Take the line that contains "Could you point to the bird's" as the first and the last line of the material as the final one; set down exactly the lines in that span.

━━━━━━━━━━

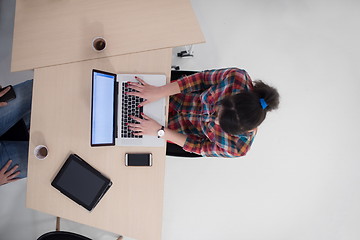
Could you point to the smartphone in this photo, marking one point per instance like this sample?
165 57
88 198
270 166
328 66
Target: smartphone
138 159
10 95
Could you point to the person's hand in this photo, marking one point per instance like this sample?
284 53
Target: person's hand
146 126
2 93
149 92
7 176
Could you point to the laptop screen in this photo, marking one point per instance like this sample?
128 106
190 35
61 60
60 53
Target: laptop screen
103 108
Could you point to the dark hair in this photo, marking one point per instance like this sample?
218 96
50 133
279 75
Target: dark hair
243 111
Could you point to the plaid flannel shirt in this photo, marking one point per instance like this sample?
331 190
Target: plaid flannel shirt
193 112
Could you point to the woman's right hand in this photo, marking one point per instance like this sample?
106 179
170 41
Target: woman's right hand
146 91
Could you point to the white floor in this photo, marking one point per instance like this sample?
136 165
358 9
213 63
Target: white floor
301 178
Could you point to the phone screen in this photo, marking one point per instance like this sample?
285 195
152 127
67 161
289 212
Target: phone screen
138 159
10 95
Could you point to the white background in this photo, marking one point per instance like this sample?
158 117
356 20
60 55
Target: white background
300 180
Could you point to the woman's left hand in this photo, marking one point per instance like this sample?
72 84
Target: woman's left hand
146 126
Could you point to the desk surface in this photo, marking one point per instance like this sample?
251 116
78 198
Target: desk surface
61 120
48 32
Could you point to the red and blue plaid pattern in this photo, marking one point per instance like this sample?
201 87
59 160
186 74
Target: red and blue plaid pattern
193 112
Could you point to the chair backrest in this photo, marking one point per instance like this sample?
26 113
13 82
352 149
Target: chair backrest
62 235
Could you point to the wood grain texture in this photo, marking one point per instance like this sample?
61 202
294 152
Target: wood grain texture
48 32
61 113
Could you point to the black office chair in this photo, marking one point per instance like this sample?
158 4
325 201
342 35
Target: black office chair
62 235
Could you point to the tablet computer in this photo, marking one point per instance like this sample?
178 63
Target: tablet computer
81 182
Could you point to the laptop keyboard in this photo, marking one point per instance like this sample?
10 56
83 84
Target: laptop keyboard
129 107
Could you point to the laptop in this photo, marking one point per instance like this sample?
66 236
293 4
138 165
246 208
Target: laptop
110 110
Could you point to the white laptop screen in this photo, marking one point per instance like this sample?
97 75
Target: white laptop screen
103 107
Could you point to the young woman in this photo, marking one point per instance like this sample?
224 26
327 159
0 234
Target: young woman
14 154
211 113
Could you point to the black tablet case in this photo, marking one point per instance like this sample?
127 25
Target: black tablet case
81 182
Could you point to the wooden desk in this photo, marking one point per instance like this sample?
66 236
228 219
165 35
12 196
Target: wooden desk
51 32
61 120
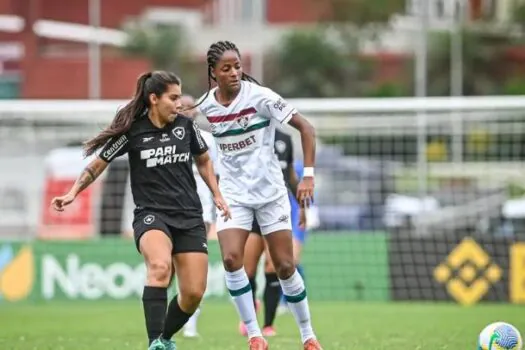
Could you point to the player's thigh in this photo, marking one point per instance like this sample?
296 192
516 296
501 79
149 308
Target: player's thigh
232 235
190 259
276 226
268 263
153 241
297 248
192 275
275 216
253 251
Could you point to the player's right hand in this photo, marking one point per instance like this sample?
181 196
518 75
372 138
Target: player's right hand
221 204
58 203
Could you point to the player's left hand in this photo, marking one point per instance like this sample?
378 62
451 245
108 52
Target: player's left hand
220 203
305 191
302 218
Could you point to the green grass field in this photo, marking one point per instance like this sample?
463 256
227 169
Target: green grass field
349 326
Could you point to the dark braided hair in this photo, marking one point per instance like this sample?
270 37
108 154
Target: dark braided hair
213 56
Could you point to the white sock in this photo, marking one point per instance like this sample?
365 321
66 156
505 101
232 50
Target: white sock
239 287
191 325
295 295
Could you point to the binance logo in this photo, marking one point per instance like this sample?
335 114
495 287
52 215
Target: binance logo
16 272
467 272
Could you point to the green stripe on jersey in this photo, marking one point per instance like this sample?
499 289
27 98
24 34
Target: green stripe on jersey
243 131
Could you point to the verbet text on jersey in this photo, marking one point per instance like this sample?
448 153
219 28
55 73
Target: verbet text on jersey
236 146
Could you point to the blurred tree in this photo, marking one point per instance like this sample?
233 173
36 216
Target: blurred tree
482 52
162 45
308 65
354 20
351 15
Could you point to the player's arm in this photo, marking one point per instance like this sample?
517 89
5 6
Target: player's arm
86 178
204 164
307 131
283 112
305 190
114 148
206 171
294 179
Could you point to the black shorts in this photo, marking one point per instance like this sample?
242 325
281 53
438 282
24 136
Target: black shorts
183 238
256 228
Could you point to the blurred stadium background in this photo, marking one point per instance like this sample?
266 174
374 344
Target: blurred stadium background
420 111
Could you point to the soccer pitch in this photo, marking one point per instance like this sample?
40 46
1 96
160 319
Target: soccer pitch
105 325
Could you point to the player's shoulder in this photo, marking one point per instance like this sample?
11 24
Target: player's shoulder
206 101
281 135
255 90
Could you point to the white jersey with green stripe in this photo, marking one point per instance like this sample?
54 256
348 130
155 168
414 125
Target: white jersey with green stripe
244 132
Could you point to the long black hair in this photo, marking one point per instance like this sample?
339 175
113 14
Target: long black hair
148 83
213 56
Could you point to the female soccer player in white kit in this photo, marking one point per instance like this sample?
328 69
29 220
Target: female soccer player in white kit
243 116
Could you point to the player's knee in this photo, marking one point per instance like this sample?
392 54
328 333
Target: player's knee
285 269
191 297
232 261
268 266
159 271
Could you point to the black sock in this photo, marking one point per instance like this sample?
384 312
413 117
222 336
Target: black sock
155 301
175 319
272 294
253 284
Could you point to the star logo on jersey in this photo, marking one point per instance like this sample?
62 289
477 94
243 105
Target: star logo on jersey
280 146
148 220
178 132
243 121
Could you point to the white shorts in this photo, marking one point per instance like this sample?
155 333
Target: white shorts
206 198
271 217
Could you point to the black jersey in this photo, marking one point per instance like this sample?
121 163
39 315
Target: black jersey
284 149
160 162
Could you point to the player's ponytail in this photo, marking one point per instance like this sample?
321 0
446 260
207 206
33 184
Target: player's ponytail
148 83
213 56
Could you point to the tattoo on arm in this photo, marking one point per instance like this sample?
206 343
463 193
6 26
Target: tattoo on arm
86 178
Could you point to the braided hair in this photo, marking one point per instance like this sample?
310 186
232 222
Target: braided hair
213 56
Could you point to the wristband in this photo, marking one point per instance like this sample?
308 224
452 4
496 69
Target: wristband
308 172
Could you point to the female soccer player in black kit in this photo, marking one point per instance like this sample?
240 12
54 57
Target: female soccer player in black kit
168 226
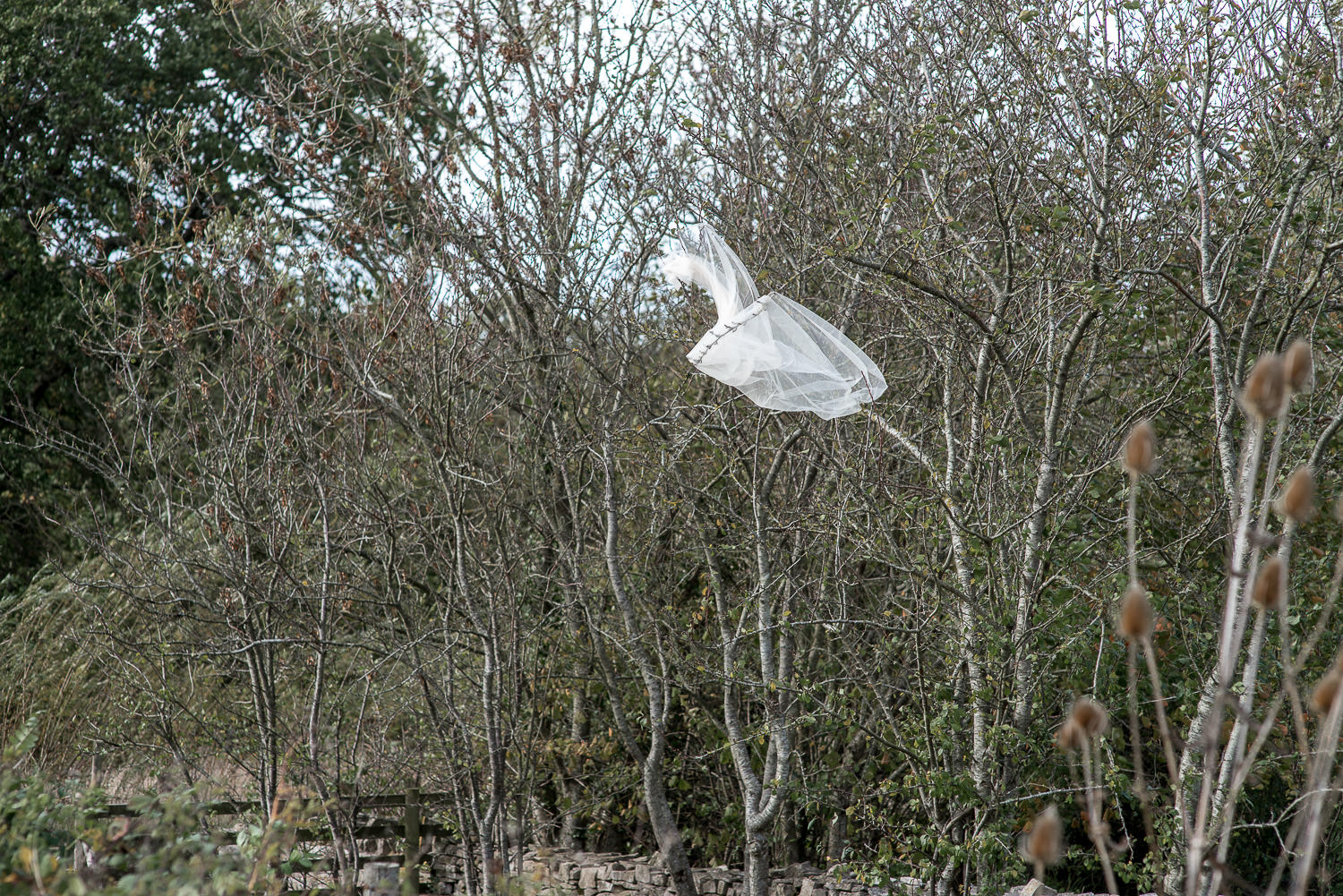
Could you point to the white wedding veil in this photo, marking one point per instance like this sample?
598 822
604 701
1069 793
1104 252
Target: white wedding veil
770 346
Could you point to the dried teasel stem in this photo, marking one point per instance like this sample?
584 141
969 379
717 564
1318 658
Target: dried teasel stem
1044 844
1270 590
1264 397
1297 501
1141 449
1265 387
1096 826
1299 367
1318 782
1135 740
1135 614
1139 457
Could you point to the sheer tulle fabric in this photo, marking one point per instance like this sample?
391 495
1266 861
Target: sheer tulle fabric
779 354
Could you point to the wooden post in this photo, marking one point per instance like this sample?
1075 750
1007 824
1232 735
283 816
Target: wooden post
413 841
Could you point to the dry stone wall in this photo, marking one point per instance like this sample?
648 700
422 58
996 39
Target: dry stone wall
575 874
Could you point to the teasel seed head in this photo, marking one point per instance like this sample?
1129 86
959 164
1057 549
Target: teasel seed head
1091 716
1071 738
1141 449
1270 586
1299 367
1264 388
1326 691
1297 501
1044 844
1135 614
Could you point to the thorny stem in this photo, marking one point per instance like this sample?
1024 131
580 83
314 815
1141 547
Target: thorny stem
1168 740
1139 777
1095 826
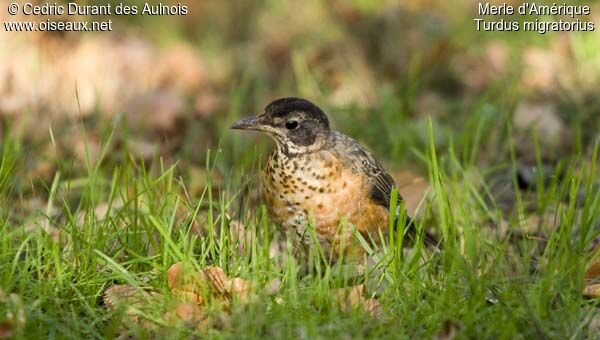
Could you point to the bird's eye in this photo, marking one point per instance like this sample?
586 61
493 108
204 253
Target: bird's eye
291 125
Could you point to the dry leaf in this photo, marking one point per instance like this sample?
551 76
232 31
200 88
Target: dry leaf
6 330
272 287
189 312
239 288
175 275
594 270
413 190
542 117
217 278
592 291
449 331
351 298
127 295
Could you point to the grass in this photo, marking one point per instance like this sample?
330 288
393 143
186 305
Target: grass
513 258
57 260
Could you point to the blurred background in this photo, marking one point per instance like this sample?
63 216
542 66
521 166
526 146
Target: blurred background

━━━━━━━━━━

== Expected answer ==
Could you point to the bird's eye in this photo, marking one point per instance like this sample?
586 61
493 108
204 253
Target: bird's eye
291 125
Could you point to the dry leaf in this photo, marking one point per instance like this sample?
551 76
232 31
200 88
Target: dry leaf
6 330
272 287
189 312
239 288
175 275
594 270
413 190
542 117
217 278
592 291
449 331
351 298
127 295
Could you point to the grass in this photo, marking one point per instance like this sample?
330 288
393 143
186 305
Target: grass
513 258
57 260
Could you point to the blurred background in this photo, marking one point per instance like this sample?
63 216
542 66
521 166
526 146
Target: blurred background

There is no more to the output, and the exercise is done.